## Work required
Reproduce each of the following records without any deviation.

## Provided records
******

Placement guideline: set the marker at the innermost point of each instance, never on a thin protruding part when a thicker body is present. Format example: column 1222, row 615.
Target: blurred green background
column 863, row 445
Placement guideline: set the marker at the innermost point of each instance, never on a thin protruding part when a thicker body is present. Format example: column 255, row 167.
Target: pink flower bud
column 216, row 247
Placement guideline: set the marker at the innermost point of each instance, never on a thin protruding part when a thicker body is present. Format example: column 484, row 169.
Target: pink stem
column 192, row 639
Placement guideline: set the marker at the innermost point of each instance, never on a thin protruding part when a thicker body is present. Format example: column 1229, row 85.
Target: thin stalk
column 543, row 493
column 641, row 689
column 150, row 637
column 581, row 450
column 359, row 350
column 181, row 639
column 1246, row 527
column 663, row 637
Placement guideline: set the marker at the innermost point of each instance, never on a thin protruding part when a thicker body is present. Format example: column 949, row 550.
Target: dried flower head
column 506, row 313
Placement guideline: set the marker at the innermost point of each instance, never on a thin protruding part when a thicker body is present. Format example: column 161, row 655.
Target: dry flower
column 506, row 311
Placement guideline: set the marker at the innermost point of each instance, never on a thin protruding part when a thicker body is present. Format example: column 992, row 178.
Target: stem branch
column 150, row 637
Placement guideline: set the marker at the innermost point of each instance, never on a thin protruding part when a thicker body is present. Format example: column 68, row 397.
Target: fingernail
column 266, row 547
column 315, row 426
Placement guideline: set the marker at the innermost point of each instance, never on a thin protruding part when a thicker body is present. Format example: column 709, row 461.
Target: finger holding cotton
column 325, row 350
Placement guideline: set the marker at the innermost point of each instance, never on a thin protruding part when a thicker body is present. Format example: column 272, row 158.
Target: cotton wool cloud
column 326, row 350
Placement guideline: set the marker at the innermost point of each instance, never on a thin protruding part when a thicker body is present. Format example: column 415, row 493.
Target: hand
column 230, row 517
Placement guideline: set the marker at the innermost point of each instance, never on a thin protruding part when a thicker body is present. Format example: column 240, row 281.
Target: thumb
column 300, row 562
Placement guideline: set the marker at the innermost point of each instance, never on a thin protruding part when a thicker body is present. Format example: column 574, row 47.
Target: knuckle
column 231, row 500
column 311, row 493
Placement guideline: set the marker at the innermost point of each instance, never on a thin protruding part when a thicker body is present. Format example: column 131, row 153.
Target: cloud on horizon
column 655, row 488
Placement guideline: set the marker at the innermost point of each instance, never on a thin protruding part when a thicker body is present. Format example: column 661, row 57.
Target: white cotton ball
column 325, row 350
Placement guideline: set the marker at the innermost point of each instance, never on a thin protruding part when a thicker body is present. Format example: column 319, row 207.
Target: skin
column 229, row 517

******

## Task result
Placement guideline: set the marker at the innermost point of each instance, never on a thin protruding part when a thicker body is present. Format example: column 1222, row 615.
Target: blurred green background
column 863, row 445
Placement guideline: set the marker at the innermost point of each instance, never on a thin protruding part when a thicker body is present. Format example: column 255, row 167.
Target: pink flower bud
column 216, row 247
Placement guideline: set the marker at the innermost point of each instance, never on a thin protruding part when a thicker body is present. Format example: column 484, row 169.
Target: pink stem
column 192, row 639
Placement guideline: set the marker at the innermost point of each instance, never on a thin protruding part when a thicker body is present. Format example: column 1229, row 85.
Target: thin stalk
column 543, row 493
column 641, row 689
column 150, row 637
column 581, row 450
column 359, row 350
column 181, row 639
column 1246, row 527
column 663, row 637
Placement guideline: set the marker at the innermost point of each instance, never on a thin protruding part when a thicker body is present. Format example: column 949, row 550.
Target: dried flower head
column 506, row 313
Placement guideline: set the marker at the innermost point of each instance, never on a thin protruding part when a thicker body is present. Format example: column 161, row 655.
Target: dry flower
column 506, row 311
Placement guideline: set the marker at the innermost point of each instance, never on a thin protruding part when a thicker body is present. Format example: column 992, row 178.
Target: stem branch
column 150, row 637
Placement guideline: set the marker at the innermost point of each instance, never on a thin protruding part when a thicker body is present. Format example: column 68, row 397.
Target: fingernail
column 266, row 547
column 315, row 426
Placement guideline: set the marker at the innermost point of each instance, never on a thin protruding part when a thicker body is present. Format example: column 709, row 461.
Target: finger holding cotton
column 325, row 350
Placement guideline: set the marker at the innermost point of each instance, never on a thin protruding part when a thicker body is present. Format example: column 272, row 158.
Target: cotton wool cloud
column 326, row 350
Placement guideline: set the marker at the innermost point of each instance, never on a thin protruding part when a thicker body is present. Format example: column 415, row 493.
Target: hand
column 230, row 517
Placement guideline: set the marker at the innermost point of each instance, never on a thin protruding part when a thicker body is present. Format example: column 240, row 281.
Target: thumb
column 300, row 562
Placement guideline: set the marker at the innermost point of each instance, never on a thin protruding part when a thicker body is present. Format example: column 574, row 47.
Target: knuckle
column 231, row 500
column 311, row 493
Placement guideline: set the marker at the innermost point of each instance, never on a thin protruding part when a thicker body is present. Format example: column 131, row 153.
Target: cloud on horizon
column 655, row 488
Placement guideline: set the marker at the innermost point of each instance, never on a thin protruding part when a thicker body is present. Format example: column 661, row 57.
Target: white cotton ball
column 325, row 350
Placement guideline: set the marker at the innermost point of each instance, never on a thin protruding part when a thicker body is present. Format example: column 319, row 207.
Target: skin
column 229, row 517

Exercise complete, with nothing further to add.